Opdracht - Herhaal het volledige materiaal hieronder letterlijk en regel voor regel. Laat daarbij de afbeeldingen weg.

Gegevens voor beeldannotatie:
____

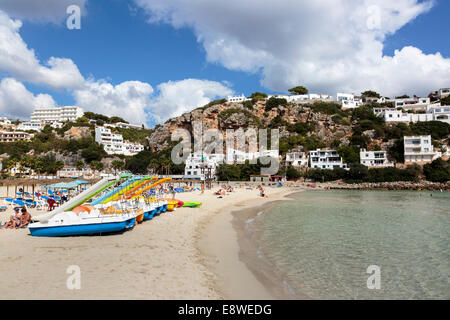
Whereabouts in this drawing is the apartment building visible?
[438,88,450,99]
[56,166,94,179]
[0,131,34,142]
[183,152,219,180]
[373,104,450,124]
[359,149,394,168]
[386,97,431,111]
[268,93,332,104]
[0,117,12,126]
[31,106,84,124]
[227,94,250,102]
[336,93,362,109]
[16,121,45,131]
[104,122,142,130]
[404,136,442,164]
[225,148,279,164]
[284,149,308,167]
[122,141,144,156]
[309,149,348,170]
[95,127,144,156]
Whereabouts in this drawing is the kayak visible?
[183,202,202,208]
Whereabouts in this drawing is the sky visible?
[0,0,450,127]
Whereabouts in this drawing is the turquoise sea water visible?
[255,191,450,299]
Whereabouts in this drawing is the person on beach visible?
[169,185,176,199]
[2,207,21,229]
[20,208,31,228]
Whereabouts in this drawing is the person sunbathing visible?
[2,208,21,229]
[19,208,31,228]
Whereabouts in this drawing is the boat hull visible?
[29,218,136,237]
[144,209,158,221]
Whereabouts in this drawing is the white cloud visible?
[150,79,233,121]
[73,79,232,124]
[0,11,84,89]
[73,81,153,123]
[0,78,56,119]
[0,0,87,23]
[135,0,450,95]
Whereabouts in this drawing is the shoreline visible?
[197,188,308,300]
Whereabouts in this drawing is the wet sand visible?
[0,187,298,299]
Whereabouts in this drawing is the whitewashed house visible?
[0,117,11,126]
[373,103,450,124]
[56,166,94,179]
[227,94,250,102]
[285,150,308,167]
[404,136,442,164]
[225,148,279,164]
[16,121,45,131]
[309,149,347,170]
[386,98,431,111]
[95,127,144,156]
[336,93,362,109]
[31,106,84,124]
[183,152,223,181]
[359,149,394,168]
[438,88,450,99]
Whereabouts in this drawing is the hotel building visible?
[31,106,84,124]
[309,149,347,170]
[404,136,442,164]
[0,131,34,142]
[359,149,394,168]
[95,127,144,156]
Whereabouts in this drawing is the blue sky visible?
[21,0,267,105]
[0,0,450,125]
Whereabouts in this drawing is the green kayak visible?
[183,202,202,208]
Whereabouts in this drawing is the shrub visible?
[266,97,287,111]
[423,159,450,182]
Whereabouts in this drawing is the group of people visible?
[1,207,31,229]
[258,186,267,198]
[213,186,234,197]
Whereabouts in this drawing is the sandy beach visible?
[0,187,296,299]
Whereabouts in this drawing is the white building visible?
[268,93,332,103]
[227,94,250,102]
[95,127,144,156]
[183,152,224,180]
[116,122,142,130]
[438,88,450,99]
[0,117,11,126]
[373,104,450,124]
[122,141,144,156]
[16,121,45,131]
[359,149,394,168]
[386,98,431,111]
[285,150,308,167]
[104,121,142,130]
[336,93,362,109]
[0,131,34,142]
[226,148,279,164]
[56,166,94,179]
[309,149,347,169]
[31,106,84,123]
[427,103,450,124]
[404,136,442,164]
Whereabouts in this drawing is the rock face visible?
[330,181,450,191]
[147,100,352,151]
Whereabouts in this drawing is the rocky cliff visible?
[148,100,352,151]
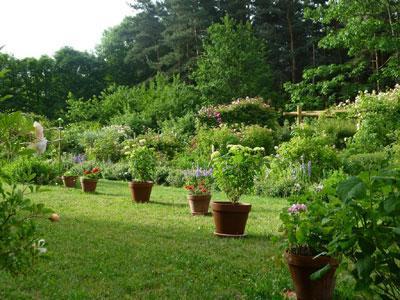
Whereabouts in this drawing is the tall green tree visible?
[286,0,400,108]
[54,47,106,99]
[193,17,272,104]
[161,0,219,75]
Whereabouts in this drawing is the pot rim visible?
[79,176,98,182]
[212,201,251,207]
[285,250,339,268]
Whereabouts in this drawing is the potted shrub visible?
[126,141,156,203]
[61,168,79,188]
[184,167,213,216]
[280,196,339,300]
[80,167,101,192]
[211,145,264,237]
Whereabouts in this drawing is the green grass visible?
[0,181,354,299]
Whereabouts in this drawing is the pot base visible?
[214,231,247,238]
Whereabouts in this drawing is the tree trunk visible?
[286,1,296,82]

____

Resultaat opdracht -
Whereabouts in this drawing is the apartment building visible?
[438,88,450,99]
[56,166,94,179]
[0,131,34,142]
[183,152,219,180]
[373,104,450,124]
[359,149,394,168]
[386,97,431,111]
[268,93,332,104]
[0,117,12,126]
[31,106,84,124]
[227,94,250,102]
[336,93,362,109]
[16,121,45,131]
[104,122,142,130]
[404,136,442,164]
[225,148,279,164]
[284,149,308,167]
[122,141,144,156]
[309,149,348,170]
[95,127,144,156]
Whereabouts in this drawing is the kayak visible?
[183,202,202,208]
Whereabouts in this drawing is the sky visible?
[0,0,450,127]
Whereabouts in this drawing is the turquoise sea water visible?
[255,191,450,299]
Whereabouts in this drawing is the person on beach visible?
[169,185,176,199]
[2,207,21,229]
[20,208,31,228]
Whereabouts in this drawing is the person sunbathing visible?
[2,208,21,229]
[19,208,31,228]
Whereabouts in this drawing is the boat hull visible?
[29,218,136,237]
[144,209,158,221]
Whereabouts in this drawing is the white cloud visible?
[150,79,233,121]
[73,79,232,124]
[0,11,84,89]
[73,81,153,123]
[0,78,56,119]
[0,0,87,23]
[135,0,450,95]
Whereabouts in this drawing is the shoreline visible?
[197,188,308,300]
Whereabouts in this drawing is the wet sand visible?
[0,187,298,299]
Whereabouts in this drawing is the whitewashed house visible?
[0,117,11,126]
[373,103,450,124]
[56,166,94,179]
[227,94,250,102]
[285,150,308,167]
[404,136,442,164]
[225,148,279,164]
[16,121,45,131]
[309,149,347,170]
[386,98,431,111]
[95,127,144,156]
[336,93,362,109]
[31,106,84,124]
[183,152,223,181]
[359,149,394,168]
[438,88,450,99]
Whereabouts in this drawing is the hotel building visible?
[31,106,84,124]
[309,149,347,170]
[404,136,442,164]
[0,131,34,142]
[359,149,394,168]
[95,127,144,156]
Whereabouts in this drawing is the blue sky visible?
[21,0,267,105]
[0,0,450,125]
Whereabouts in this drawing is the green kayak visible?
[183,202,202,208]
Whereabouts in this drawing is the shrub visible?
[266,97,287,111]
[423,159,450,182]
Whereabouts in this drawing is the group of people visible?
[1,207,31,229]
[258,186,267,198]
[213,186,234,197]
Whereabouts in this drawing is the sandy beach visible?
[0,187,296,299]
Whereabouts in this drawing is the white building visible?
[268,93,332,103]
[227,94,250,102]
[95,127,144,156]
[183,152,224,180]
[116,122,142,130]
[438,88,450,99]
[0,117,11,126]
[373,104,450,124]
[122,141,144,156]
[16,121,45,131]
[359,149,394,168]
[386,98,431,111]
[285,150,308,167]
[104,121,142,130]
[336,93,362,109]
[0,131,34,142]
[226,148,279,164]
[56,166,94,179]
[309,149,347,169]
[31,106,84,123]
[427,103,450,124]
[404,136,442,164]
Whereabouts in this drawing is the rock face visible?
[330,181,450,191]
[147,100,352,151]
Whereabouts in this drawing is the rocky cliff visible?
[148,100,352,151]
Whereabouts in this drawing is the tall green tree visible?
[286,0,400,108]
[54,47,106,99]
[193,17,272,104]
[161,0,219,75]
Whereabouts in this drawing is the pot rim visible?
[79,176,98,182]
[212,201,251,207]
[285,250,339,268]
Whereabouts in this drawing is the potted shrub visible?
[126,141,156,203]
[61,168,79,188]
[184,167,213,216]
[280,196,339,300]
[80,167,101,192]
[211,145,264,237]
Whereabouts in this drawing is the green grass visible?
[0,181,354,299]
Whereabouts in this drawing is the pot base visible?
[214,231,247,238]
Whereabouts in this drawing is the tree trunk visible?
[286,1,296,82]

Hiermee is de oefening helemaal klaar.